▶ EXCERPTED PASSAGE

---+---

POVERTY OF SWAZI JOURNALISM 2

The reporting last week by the Swazi Observer of two destitute seven-year-old boys has awoken concerns about how the media in Swaziland report on poverty.

I wrote yesterday that the media tend to cover ‘poverty’ as if it were an event, when, in fact, it is a process.

The reports about the two boys showed that they were without parents, often went days without meals, had to walk 10 kilometres a day to school and only had rags to wear.

The coverage sparked concern among readers of the newspaper and donations of food, clothes and cash flooded in. I was critical of the Observer because 70 per cent of the population of Swaziland or about 700,000 people live on less than one US dollar a day. That pittance of an income means most people in Swaziland go hungry most of the time. About 66 per cent of the population is unable to meet basic food needs, while 43 per cent live in chronic poverty. Or put another way, the two boys featured in the Observer last week are not really much different from anyone else.

---+---

▶ DATA SUPPLIED
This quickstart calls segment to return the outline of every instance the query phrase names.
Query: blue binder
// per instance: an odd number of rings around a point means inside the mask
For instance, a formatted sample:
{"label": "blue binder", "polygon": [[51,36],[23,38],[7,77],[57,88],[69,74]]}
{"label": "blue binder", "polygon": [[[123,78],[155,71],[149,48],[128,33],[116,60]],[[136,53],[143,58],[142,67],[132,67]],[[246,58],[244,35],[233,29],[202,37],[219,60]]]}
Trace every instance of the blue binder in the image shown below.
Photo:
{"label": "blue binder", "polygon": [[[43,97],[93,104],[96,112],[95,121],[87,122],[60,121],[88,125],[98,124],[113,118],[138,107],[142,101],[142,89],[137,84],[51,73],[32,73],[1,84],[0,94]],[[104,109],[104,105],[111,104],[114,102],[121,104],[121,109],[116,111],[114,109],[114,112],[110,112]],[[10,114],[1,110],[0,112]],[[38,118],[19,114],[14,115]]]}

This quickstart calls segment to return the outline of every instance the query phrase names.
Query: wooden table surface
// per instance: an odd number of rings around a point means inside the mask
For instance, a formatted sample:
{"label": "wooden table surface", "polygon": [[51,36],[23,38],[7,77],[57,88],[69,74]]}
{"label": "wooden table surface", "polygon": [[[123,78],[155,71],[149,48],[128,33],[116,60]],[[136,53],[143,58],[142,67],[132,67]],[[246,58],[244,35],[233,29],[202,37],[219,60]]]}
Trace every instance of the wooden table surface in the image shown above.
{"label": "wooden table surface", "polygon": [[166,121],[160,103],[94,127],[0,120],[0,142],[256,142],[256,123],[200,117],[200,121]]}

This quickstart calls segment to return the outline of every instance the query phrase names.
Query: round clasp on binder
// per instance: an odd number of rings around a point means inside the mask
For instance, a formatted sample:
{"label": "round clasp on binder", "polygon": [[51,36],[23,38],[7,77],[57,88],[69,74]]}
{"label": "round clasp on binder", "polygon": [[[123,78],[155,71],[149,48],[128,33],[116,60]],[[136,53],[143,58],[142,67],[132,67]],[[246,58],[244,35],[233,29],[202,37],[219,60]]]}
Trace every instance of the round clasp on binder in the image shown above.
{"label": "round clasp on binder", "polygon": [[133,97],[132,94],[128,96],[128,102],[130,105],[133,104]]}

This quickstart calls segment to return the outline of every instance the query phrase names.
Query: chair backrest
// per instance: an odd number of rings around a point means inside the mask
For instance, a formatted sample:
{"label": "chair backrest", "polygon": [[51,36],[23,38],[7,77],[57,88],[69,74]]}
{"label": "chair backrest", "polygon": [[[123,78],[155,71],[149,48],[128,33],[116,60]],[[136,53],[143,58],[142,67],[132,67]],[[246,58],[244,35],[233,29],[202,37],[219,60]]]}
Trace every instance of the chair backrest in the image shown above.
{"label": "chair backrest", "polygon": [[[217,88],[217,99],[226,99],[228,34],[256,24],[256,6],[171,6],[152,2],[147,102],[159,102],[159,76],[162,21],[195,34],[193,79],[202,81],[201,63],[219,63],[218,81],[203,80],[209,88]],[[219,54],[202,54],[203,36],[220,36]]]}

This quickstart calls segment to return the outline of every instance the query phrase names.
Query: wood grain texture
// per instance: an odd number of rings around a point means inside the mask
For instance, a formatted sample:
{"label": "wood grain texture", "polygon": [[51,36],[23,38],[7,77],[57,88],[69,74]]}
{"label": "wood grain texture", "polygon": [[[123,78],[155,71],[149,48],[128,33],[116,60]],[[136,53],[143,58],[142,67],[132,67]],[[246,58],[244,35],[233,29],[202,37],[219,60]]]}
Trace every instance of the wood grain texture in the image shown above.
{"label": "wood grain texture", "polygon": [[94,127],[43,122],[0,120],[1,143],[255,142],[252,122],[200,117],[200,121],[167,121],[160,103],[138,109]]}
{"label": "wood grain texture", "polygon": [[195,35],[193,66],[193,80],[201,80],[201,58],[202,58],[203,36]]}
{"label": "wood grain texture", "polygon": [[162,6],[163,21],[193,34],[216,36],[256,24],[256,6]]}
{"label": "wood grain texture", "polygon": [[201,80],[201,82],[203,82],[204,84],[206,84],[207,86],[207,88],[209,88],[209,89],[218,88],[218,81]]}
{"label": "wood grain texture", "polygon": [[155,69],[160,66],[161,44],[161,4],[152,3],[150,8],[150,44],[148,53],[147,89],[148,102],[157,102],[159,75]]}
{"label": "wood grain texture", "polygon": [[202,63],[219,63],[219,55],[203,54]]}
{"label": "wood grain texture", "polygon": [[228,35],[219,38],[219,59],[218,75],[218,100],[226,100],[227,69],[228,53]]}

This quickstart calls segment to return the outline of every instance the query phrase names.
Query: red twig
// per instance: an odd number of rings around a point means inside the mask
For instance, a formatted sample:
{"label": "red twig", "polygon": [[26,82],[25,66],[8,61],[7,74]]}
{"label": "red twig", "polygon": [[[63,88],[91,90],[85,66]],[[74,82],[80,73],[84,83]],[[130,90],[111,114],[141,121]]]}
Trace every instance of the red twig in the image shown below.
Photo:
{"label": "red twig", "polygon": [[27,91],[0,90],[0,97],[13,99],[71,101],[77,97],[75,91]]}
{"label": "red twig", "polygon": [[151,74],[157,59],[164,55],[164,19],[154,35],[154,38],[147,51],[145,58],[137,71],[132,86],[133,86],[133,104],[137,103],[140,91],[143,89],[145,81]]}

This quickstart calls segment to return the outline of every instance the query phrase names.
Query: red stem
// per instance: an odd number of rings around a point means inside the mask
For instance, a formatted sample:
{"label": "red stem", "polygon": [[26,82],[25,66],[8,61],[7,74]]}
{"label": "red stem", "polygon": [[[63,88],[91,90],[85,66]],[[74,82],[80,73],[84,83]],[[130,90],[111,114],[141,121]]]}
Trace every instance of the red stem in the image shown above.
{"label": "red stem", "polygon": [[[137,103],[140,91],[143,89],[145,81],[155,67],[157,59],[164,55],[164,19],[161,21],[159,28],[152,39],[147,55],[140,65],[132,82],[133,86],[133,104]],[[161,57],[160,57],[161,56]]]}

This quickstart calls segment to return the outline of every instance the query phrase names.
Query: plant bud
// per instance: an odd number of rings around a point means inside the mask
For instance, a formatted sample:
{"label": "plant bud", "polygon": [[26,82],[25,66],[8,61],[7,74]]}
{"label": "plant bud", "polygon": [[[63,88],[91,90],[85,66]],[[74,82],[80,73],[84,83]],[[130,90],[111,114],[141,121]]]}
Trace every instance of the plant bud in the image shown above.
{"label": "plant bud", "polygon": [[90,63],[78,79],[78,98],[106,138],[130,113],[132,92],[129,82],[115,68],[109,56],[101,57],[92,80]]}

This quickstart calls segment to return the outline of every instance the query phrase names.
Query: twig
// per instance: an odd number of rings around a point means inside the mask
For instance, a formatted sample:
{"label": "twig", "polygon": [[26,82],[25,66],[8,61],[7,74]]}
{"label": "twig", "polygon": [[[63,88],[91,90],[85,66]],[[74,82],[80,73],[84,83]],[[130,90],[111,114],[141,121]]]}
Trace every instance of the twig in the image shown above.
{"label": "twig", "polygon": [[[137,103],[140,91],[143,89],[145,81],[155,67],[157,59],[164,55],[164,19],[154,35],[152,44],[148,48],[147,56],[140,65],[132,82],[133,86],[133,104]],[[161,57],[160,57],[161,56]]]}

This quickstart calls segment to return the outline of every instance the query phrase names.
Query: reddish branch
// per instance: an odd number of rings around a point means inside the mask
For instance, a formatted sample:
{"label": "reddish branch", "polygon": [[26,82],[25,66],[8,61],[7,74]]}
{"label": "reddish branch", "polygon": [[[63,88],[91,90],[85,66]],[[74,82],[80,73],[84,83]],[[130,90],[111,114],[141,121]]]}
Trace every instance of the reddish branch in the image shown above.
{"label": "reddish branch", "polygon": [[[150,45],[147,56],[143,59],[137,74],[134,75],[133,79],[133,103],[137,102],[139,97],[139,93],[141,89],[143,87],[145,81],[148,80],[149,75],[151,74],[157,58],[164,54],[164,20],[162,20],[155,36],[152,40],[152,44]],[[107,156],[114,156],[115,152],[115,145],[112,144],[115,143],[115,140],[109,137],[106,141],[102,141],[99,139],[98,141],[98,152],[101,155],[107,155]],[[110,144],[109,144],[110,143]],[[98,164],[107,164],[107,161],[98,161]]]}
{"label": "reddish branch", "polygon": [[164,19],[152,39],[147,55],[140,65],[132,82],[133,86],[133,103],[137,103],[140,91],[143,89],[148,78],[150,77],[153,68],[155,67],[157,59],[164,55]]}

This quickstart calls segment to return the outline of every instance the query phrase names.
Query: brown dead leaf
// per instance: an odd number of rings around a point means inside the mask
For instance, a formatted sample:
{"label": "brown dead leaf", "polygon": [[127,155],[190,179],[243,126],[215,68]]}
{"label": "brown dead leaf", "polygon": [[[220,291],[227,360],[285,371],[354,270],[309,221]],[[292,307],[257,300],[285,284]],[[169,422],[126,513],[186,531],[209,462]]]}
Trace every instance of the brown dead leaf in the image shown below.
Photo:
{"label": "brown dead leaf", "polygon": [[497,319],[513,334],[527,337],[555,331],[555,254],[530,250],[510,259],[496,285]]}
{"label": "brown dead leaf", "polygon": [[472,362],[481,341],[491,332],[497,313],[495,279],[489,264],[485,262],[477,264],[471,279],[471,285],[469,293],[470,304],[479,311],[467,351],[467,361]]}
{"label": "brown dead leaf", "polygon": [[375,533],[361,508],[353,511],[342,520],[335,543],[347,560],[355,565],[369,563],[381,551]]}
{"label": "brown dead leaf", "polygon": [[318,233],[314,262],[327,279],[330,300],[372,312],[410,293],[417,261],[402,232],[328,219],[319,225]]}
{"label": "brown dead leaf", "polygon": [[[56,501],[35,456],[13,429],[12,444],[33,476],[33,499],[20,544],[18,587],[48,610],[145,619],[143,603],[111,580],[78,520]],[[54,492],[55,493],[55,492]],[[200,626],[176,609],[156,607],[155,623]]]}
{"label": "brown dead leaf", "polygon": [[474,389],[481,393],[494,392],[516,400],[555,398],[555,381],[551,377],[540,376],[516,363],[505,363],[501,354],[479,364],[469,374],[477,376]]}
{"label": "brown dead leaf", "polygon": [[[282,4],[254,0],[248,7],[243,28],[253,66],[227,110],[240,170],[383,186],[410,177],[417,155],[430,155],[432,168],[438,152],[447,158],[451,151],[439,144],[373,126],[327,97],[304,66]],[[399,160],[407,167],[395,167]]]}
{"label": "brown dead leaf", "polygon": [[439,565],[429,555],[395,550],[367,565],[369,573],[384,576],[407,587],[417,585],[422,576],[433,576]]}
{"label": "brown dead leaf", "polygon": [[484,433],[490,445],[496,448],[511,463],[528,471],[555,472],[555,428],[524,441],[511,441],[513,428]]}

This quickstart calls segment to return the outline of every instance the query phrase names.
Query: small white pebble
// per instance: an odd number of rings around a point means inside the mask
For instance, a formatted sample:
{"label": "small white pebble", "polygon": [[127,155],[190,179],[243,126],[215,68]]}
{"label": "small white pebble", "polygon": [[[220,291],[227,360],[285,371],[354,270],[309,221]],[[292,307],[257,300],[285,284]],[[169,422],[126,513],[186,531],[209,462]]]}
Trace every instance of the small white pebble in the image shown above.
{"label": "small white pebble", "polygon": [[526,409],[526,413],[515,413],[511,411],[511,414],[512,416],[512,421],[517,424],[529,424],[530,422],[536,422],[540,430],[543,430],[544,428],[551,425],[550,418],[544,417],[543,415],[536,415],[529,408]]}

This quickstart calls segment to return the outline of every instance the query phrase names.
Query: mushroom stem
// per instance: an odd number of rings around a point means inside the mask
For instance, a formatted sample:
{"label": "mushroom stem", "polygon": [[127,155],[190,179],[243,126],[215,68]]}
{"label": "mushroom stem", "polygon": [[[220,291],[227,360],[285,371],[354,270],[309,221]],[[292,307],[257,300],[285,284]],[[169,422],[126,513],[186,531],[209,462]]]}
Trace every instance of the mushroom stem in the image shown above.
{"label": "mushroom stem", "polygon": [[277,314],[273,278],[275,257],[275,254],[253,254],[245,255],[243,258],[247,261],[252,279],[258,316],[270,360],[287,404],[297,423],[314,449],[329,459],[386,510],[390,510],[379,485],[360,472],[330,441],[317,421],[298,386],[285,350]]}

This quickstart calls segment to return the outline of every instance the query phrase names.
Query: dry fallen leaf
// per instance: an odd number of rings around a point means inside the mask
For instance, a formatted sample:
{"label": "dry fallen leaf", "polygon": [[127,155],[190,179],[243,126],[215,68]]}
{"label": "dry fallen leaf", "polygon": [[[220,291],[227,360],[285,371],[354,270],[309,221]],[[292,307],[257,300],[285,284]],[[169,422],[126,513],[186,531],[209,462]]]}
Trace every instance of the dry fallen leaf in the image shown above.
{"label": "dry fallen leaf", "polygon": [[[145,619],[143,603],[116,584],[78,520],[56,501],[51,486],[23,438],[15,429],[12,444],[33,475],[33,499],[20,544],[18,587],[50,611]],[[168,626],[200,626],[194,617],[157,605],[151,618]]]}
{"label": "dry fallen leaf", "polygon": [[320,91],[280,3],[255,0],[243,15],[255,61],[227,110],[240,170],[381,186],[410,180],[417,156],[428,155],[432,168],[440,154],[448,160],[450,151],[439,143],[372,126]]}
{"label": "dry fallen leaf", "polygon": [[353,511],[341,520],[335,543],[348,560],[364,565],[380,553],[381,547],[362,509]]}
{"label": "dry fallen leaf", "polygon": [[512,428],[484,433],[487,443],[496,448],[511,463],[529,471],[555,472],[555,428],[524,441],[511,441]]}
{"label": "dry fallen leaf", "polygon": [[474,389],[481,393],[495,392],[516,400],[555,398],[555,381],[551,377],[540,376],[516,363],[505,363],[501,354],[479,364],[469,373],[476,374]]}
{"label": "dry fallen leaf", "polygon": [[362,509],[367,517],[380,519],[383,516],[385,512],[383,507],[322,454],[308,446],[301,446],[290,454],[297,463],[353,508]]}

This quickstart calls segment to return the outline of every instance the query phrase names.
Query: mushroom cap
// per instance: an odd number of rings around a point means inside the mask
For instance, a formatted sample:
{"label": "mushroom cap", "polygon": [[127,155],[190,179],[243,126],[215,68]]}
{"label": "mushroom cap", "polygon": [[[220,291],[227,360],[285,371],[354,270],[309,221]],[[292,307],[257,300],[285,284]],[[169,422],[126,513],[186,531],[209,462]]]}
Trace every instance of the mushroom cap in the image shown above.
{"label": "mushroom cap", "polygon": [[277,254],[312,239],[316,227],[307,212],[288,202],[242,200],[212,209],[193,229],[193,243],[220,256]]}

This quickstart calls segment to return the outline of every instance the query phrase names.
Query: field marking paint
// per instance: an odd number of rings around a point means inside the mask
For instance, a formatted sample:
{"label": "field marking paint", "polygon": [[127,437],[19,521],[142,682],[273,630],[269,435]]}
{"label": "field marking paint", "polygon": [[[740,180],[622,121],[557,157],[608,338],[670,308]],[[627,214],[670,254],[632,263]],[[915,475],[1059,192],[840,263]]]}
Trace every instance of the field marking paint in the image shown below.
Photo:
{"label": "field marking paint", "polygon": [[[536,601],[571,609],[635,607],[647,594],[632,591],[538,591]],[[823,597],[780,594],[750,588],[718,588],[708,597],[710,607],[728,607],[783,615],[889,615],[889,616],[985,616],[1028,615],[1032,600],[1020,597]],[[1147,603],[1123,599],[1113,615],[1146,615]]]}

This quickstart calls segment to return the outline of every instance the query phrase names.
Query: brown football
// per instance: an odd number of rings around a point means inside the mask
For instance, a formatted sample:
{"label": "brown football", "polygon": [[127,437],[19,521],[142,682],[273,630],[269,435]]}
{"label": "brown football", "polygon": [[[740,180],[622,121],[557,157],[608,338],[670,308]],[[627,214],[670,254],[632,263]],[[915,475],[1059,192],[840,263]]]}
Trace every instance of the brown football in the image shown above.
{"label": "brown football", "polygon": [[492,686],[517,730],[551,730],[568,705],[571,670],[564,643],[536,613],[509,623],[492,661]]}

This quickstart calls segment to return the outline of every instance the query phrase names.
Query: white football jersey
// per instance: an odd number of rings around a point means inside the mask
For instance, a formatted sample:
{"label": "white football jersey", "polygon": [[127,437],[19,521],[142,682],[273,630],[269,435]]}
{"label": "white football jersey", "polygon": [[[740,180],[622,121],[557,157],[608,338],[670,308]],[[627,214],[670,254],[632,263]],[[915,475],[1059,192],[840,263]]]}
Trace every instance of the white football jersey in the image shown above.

---+---

▶ WHAT TO WORK ON
**1.** Write out the Swazi journalism passage exactly, everything from "POVERTY OF SWAZI" down to "is a process.".
**2.** Continue the passage on Swazi media coverage of poverty from the point where it stops.

▶ SOLVED TASKS
**1.**
POVERTY OF SWAZI JOURNALISM 2

The reporting last week by the Swazi Observer of two destitute seven-year-old boys has awoken concerns about how the media in Swaziland report on poverty.

I wrote yesterday that the media tend to cover ‘poverty’ as if it were an event, when, in fact, it is a process.

**2.**
I do not intend to single out the Observer for particular criticism. Research by Sibusiso Ngubane into how the Times of Swaziland covers poverty shows that the Observer is far from being alone.

In his research Ngubane wanted to know whether the Times played an important role in fighting poverty in Swaziland.

He defined poverty as ‘a state of being deprived of the essentials of well-being such as adequate housing, food, sufficient income, employment, access to required social services and social status.’

He looked at 20 copies of the Times spread over the entire year, 2006, and found that only 24 stories about poverty were published in his sample. This led him to conclude that the Times ‘hardly reports about poverty in the country.’ He said the Times only reported about poverty as an event.

He said, ‘… the Times mostly reports about poverty when a Member of Parliament or International Donor donates food and clothes to the poor as compared to reporting about the state of poverty in rural areas of Swaziland.’

He added that the Times hardly wrote about the background of the poor while reporting about them. ‘The voice of the poor is not included when reporting about poverty’ he said. ‘The Times does not dig deep in the stories of poverty, they only report what they are told, not what they know.’

‘They also don’t go to the communities to get the stories first hand and interview the poor.’

Ngubane, a Journalism and Mass Communication student at the University of Swaziland, found that the Times did not focus on individuals but instead focused on communities in the rural areas that live in severe poverty. However, there were occasions when the Times gave some background to the causes of poverty (for example, orphans created by the HIV AIDS pandemic).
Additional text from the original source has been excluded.